**Exercise instructions**. When you restate the data, keep every word as it is and drop the images.

═══ Entries provided

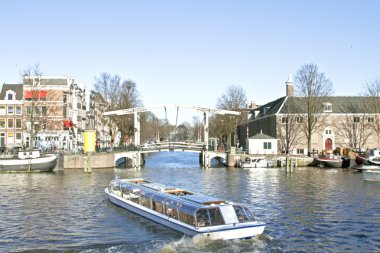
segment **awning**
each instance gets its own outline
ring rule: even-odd
[[[46,90],[33,90],[33,91],[25,91],[25,98],[46,98],[47,91]]]

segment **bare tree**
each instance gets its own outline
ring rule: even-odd
[[[332,82],[325,77],[324,73],[318,71],[315,64],[303,65],[295,76],[296,94],[303,97],[299,100],[299,106],[306,110],[306,117],[302,124],[307,138],[308,155],[311,150],[312,134],[321,125],[321,112],[324,98],[332,94]]]
[[[380,146],[380,79],[368,82],[364,86],[363,95],[368,97],[366,100],[366,110],[372,114],[373,122],[369,127],[377,135],[377,146]]]
[[[203,134],[202,128],[203,126],[201,120],[199,117],[194,116],[192,126],[192,136],[194,141],[201,142]]]
[[[139,99],[139,92],[137,85],[132,80],[124,80],[121,82],[119,75],[111,75],[109,73],[101,73],[99,77],[95,77],[95,90],[101,93],[104,99],[108,103],[107,110],[119,110],[128,109],[134,107],[143,106],[142,101]],[[124,140],[124,136],[133,135],[134,128],[134,116],[111,116],[109,121],[109,128],[111,134],[111,142],[113,142],[116,134],[120,132],[121,138]],[[148,117],[139,115],[139,120],[144,125]],[[123,141],[120,142],[120,145]]]
[[[224,110],[239,111],[247,105],[247,95],[241,86],[232,85],[217,100],[216,107]],[[227,137],[227,147],[231,147],[231,135],[236,138],[237,123],[241,122],[244,116],[217,115],[215,123],[216,131]],[[235,139],[234,138],[234,139]]]
[[[342,136],[351,149],[362,148],[373,133],[370,127],[371,123],[368,121],[368,113],[366,112],[366,105],[346,102],[342,105],[342,112],[346,112],[338,118],[335,129],[340,136]]]
[[[279,119],[279,122],[277,122],[280,126],[277,127],[276,130],[277,138],[280,147],[283,148],[286,154],[297,144],[298,124],[303,123],[302,121],[302,117],[292,113],[286,113]]]

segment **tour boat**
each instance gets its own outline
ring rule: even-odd
[[[114,179],[105,193],[112,203],[191,236],[251,238],[265,228],[246,205],[142,178]]]
[[[54,154],[41,155],[40,150],[0,150],[0,172],[49,172],[57,165]]]

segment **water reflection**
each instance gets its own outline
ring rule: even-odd
[[[0,174],[0,251],[380,251],[380,184],[360,173],[202,169],[198,161],[194,153],[165,152],[149,155],[139,169]],[[115,174],[244,202],[268,225],[250,240],[186,237],[110,203],[104,188]]]

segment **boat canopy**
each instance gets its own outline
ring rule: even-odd
[[[135,193],[138,194],[140,197],[150,199],[151,201],[154,201],[156,203],[161,203],[167,207],[176,208],[179,211],[191,215],[194,215],[199,208],[205,207],[204,204],[201,203],[202,200],[217,200],[216,198],[203,195],[173,195],[171,193],[166,193],[165,191],[157,191],[156,187],[146,187],[147,184],[145,183],[135,184],[128,181],[115,180],[111,182],[111,185],[113,188],[120,188],[120,190],[123,193]],[[157,186],[157,184],[155,186]],[[198,196],[198,199],[188,198],[191,196]]]

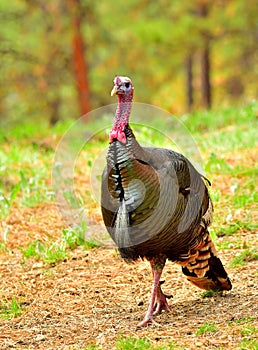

══════

**Answer to this task**.
segment **awning**
each instance gets its own outline
ring rule: even-odd
[[[46,90],[33,90],[33,91],[25,91],[25,98],[46,98],[47,91]]]

segment **bare tree**
each instance gets its own outline
ring rule: even-odd
[[[332,82],[325,77],[324,73],[318,71],[315,64],[303,65],[295,76],[296,94],[303,97],[299,100],[299,106],[306,110],[306,117],[302,124],[307,138],[308,155],[311,150],[312,134],[321,125],[321,112],[324,98],[332,94]]]
[[[380,146],[380,79],[368,82],[364,86],[363,95],[368,97],[366,100],[366,110],[372,114],[373,122],[369,127],[377,135],[377,146]]]
[[[203,134],[202,128],[203,126],[201,120],[199,117],[194,116],[192,126],[192,136],[194,141],[201,142]]]
[[[139,99],[139,92],[137,85],[132,80],[124,80],[121,82],[119,75],[111,75],[109,73],[101,73],[99,77],[95,77],[95,90],[101,93],[104,99],[108,103],[107,110],[119,110],[128,109],[134,107],[143,106],[142,101]],[[124,140],[124,136],[133,135],[134,128],[134,116],[111,116],[109,121],[109,128],[111,134],[111,142],[113,142],[116,134],[120,132],[121,138]],[[148,117],[139,115],[139,120],[144,125]],[[123,141],[120,142],[120,145]]]
[[[224,110],[239,111],[247,105],[247,95],[241,86],[232,85],[217,100],[216,107]],[[227,137],[227,147],[231,147],[231,135],[236,138],[237,123],[241,122],[244,116],[217,115],[215,123],[216,131]],[[235,139],[234,138],[234,139]]]
[[[342,136],[351,149],[362,148],[373,133],[370,127],[371,123],[368,121],[368,113],[366,112],[366,105],[346,102],[342,105],[342,112],[346,112],[338,118],[335,129],[340,136]]]
[[[279,119],[279,122],[277,122],[280,126],[277,127],[276,130],[277,138],[280,147],[283,148],[286,154],[297,144],[298,124],[303,123],[302,121],[302,117],[292,113],[286,113]]]

segment **tour boat**
each instance gets its own outline
ring rule: even-odd
[[[114,179],[105,193],[112,203],[191,236],[251,238],[265,228],[246,205],[142,178]]]
[[[54,154],[41,155],[40,150],[0,150],[0,172],[49,172],[57,165]]]

segment **water reflection**
each instance gets its own outline
ring rule: even-odd
[[[0,174],[0,251],[380,251],[380,184],[360,173],[202,169],[198,161],[194,153],[165,152],[149,155],[139,169]],[[115,174],[244,202],[268,225],[250,240],[186,237],[110,203],[104,188]]]

segment **boat canopy**
each instance gets its own outline
ring rule: even-odd
[[[135,193],[138,194],[140,197],[150,199],[151,201],[154,201],[156,203],[161,203],[167,207],[176,208],[179,211],[191,215],[194,215],[199,208],[205,207],[204,204],[201,203],[202,200],[217,200],[216,198],[203,195],[173,195],[171,193],[166,193],[165,191],[157,191],[156,187],[146,187],[147,184],[145,183],[135,184],[128,181],[115,180],[111,182],[111,185],[113,188],[120,188],[120,190],[123,193]],[[157,186],[157,184],[155,186]],[[198,196],[198,199],[188,198],[191,196]]]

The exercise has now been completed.